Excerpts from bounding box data

☆ ☆ ☆ ☆ ☆ ☆ ☆

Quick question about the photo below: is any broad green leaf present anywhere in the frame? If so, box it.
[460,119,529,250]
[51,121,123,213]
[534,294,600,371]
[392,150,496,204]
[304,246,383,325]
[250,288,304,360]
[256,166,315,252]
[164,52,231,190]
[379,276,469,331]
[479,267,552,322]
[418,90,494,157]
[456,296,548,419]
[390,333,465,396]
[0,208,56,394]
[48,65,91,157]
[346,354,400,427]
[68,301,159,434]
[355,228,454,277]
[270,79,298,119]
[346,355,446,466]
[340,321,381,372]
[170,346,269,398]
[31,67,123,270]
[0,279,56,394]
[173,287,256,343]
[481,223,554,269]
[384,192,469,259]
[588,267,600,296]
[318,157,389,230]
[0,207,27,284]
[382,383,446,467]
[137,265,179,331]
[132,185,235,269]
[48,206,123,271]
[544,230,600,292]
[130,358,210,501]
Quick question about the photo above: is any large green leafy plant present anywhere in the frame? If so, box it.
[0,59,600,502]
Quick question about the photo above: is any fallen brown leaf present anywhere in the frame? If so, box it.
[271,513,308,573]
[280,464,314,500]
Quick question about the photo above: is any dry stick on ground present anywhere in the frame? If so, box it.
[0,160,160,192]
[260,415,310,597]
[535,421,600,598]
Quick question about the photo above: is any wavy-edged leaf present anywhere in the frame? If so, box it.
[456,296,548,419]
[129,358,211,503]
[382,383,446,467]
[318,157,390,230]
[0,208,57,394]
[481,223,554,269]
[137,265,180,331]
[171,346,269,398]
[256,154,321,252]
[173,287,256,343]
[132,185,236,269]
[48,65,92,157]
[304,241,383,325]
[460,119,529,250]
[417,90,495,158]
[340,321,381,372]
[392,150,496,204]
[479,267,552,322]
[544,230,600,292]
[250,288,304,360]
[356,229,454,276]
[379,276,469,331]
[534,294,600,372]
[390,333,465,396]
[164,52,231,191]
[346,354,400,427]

☆ ☆ ☆ ☆ ☆ ☆ ☆

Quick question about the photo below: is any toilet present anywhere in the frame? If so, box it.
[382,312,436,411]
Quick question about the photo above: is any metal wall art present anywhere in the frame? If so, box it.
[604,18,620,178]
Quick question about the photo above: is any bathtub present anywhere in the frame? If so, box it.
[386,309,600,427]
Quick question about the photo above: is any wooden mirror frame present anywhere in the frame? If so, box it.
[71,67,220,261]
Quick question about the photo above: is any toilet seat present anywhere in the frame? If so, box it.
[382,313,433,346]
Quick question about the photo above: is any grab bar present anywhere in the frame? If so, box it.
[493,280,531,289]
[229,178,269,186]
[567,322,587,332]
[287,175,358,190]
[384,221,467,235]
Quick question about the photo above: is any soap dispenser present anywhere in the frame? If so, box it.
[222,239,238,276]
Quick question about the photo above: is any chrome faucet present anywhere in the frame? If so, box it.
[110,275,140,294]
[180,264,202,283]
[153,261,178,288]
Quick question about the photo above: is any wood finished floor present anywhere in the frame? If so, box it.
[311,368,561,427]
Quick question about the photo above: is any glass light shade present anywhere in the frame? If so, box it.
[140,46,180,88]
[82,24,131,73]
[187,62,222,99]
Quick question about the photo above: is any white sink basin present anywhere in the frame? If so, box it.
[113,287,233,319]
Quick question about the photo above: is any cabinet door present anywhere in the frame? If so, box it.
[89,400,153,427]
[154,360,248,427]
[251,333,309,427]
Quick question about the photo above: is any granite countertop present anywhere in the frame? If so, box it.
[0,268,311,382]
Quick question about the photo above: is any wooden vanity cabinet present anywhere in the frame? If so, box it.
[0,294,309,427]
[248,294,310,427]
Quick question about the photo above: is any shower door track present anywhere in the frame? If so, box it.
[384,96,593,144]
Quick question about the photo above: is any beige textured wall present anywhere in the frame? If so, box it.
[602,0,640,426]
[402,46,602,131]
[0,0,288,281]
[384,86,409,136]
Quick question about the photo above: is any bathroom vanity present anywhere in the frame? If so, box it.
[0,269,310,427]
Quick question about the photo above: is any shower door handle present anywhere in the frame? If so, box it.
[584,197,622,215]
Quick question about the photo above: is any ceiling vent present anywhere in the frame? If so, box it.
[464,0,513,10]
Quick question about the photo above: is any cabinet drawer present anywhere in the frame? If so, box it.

☆ ☆ ☆ ☆ ☆ ☆ ☆

# WORK REQUIRED
Convert the stretch of the material that begins with the line containing "Quick question about the photo above: is any white" and ends with the line containing "[113,287,233,319]" into a Markdown table. Use the columns No. and Entry, number the rows in order, and leave out blank lines.

# SOLVED PROBLEM
| No. | Entry |
|---|---|
| 1 | Quick question about the photo above: is any white sink basin present anywhere in the frame? If so, box it. |
| 2 | [113,287,233,319] |